■ **Excerpt to read**:
The City of Crossett is projected to have a $300,000 shortfall in the budget as a result of COVID-19’s impact on the economy. 

Mayor Crystal Marshall said that her office had been working directly with the Arkansas Municipal League to get a projected forecast, and that after looking at the three major incomes that the city receives they realized that the city needed to be proactive with the budget.

“In these unprecedented and trying times, COVID-19 has  impacted and shaped every aspect of our lives and the city is no exception,” Marshall said. 

Marshall said the city has three major streams of revenue. One of those is the fuel tax, which was projected to fall 30 percent in the months of April, May and June and 20 percent from July through December. 

“The state gets 70 percent, the city gets 15 and the county gets 15, but nobody is driving so we are not getting that,” Marshall said. 

“What the municipal league told us about a month ago is to expect a 30 percent decline in (fuel tax) for the next three months and then a 20 percent decline for the following six months.”

 The other two major incomes come from general turnback funds and sales tax. 

“For the general turnback, which is a much lower one, they said to expect 40 percent for the next three months and 20 for the following six, Marshall said. 

“On sales tax they said it’s really questionable, but we are safe if we plan for a 10 percent decline,” she said.

■ **Tasks to carry out**:
1 > List the three major revenue streams of the city named in the Crossett budget article.
2 > Please quote the Crossett budget article between "The City of" and "with the budget.", inclusive.
3 > Answer these questions about the Crossett budget article, each on its own line:
(a) How large is the city's projected budget shortfall?
(b) What percentage of the fuel tax goes to the state?
(c) What decline in sales tax can the city safely plan for?

■ **Given data**:
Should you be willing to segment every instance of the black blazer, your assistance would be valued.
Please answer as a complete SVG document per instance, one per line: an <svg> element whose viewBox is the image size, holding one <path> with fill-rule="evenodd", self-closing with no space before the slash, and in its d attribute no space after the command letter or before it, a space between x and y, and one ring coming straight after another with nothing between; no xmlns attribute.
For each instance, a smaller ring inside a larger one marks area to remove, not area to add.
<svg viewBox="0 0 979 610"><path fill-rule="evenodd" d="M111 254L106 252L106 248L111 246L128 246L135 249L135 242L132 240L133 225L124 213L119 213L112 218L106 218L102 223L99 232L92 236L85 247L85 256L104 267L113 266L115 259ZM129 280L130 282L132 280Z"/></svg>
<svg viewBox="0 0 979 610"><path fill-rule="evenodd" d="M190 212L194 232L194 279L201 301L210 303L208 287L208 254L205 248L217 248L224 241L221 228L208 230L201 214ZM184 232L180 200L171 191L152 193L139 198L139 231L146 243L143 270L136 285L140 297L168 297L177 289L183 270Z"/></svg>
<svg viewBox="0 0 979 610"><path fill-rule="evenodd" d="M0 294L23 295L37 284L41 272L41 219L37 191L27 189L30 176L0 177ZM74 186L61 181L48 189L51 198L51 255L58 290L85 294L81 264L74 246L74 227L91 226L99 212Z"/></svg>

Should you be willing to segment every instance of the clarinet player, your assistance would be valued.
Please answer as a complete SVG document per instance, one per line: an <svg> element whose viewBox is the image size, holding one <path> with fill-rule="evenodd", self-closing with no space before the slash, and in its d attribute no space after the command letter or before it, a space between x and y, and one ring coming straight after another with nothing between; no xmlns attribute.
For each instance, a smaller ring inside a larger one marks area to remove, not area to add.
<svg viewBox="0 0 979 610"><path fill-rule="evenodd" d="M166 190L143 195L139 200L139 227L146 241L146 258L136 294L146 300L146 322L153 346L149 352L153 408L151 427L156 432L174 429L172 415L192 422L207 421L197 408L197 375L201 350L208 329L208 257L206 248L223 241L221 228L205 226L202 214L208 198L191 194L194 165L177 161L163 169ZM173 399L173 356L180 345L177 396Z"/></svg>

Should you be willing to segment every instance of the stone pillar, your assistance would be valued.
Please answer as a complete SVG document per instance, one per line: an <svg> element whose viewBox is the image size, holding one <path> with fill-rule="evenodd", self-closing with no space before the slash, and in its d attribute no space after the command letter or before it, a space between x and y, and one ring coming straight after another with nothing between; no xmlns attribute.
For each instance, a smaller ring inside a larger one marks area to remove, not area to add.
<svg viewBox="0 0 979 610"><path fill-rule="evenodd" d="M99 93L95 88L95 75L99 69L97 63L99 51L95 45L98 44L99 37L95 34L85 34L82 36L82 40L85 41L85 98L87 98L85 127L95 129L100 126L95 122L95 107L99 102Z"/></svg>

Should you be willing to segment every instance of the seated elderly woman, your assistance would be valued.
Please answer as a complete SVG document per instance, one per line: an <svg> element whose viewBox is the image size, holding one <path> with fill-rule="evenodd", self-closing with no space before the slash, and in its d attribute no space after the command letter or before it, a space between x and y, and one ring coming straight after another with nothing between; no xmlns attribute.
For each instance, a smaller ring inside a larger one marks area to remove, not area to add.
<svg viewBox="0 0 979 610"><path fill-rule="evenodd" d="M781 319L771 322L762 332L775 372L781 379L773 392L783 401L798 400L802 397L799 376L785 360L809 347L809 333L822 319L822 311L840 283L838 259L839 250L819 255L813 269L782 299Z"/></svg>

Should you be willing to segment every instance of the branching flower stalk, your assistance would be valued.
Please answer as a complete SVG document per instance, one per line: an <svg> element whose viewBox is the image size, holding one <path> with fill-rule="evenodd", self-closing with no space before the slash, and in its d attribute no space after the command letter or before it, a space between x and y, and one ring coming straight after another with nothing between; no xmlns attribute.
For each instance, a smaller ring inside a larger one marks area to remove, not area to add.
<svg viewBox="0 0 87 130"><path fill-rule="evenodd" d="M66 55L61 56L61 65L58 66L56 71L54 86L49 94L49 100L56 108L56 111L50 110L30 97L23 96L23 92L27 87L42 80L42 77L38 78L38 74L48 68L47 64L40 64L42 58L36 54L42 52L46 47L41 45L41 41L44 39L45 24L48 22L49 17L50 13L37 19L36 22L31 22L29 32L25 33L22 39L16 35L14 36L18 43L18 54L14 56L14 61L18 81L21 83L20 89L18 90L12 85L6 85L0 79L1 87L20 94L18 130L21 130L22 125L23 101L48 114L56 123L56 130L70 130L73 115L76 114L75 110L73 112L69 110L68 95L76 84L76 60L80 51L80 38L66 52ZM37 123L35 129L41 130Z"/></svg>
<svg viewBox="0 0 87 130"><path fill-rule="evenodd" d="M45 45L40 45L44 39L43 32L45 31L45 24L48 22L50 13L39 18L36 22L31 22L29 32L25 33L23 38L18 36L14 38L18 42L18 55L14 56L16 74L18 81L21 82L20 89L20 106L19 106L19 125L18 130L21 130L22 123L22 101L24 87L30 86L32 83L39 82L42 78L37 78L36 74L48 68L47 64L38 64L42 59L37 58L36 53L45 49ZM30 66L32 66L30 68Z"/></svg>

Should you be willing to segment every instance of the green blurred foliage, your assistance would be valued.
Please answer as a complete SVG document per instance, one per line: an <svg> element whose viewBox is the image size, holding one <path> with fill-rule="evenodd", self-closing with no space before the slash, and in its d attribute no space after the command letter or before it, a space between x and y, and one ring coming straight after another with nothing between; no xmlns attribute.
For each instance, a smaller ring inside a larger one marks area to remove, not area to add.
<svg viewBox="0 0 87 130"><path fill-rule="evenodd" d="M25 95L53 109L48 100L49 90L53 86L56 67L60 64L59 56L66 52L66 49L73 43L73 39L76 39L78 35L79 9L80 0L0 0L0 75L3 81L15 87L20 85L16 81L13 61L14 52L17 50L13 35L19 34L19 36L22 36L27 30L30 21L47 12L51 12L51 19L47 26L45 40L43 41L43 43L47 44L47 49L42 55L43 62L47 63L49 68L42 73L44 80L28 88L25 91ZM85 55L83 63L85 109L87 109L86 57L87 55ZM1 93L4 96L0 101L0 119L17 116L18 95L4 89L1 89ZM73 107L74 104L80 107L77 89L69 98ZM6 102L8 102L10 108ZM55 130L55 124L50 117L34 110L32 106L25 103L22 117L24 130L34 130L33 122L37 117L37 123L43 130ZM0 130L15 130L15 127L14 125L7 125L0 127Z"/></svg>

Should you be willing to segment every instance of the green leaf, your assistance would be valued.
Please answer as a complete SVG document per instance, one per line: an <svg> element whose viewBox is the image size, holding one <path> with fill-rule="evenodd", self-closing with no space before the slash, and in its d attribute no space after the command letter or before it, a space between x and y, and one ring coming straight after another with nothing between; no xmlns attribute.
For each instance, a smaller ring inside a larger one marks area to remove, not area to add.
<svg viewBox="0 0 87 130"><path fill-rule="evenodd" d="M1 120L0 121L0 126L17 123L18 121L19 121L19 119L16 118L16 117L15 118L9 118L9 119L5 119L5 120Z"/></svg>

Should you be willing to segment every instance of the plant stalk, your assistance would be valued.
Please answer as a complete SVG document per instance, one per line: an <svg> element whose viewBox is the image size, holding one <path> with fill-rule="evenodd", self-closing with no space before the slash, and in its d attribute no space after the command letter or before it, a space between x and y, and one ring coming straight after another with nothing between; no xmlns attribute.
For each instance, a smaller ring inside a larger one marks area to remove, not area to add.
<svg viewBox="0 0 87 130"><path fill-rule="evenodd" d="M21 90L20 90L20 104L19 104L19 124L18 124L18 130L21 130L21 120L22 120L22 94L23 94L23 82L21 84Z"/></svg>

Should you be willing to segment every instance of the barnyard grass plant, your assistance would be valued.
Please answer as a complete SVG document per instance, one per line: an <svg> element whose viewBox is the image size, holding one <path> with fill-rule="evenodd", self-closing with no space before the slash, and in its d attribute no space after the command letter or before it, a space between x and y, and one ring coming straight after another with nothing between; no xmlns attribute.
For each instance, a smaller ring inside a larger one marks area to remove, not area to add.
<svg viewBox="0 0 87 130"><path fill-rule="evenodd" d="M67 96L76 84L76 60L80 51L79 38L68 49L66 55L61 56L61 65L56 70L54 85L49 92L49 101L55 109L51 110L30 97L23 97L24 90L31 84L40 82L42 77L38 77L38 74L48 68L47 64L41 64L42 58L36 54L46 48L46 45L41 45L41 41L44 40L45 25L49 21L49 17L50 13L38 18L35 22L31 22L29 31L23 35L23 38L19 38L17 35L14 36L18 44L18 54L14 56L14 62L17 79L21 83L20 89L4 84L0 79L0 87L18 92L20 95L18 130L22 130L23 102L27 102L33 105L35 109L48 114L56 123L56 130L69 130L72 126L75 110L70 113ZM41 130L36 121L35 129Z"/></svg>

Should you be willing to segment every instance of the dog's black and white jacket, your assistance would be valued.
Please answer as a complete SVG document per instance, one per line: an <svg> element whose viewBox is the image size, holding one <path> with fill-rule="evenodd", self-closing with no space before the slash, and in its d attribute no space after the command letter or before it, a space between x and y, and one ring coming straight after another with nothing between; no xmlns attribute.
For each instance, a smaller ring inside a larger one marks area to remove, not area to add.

■ **Exercise solutions**:
1 >
Fuel tax
General turnback funds
Sales tax

2 >
The City of Crossett is projected to have a $300,000 shortfall in the budget as a result of COVID-19’s impact on the economy. 

Mayor Crystal Marshall said that her office had been working directly with the Arkansas Municipal League to get a projected forecast, and that after looking at the three major incomes that the city receives they realized that the city needed to be proactive with the budget.

3 >
(a) $300,000
(b) 70 percent
(c) 10 percent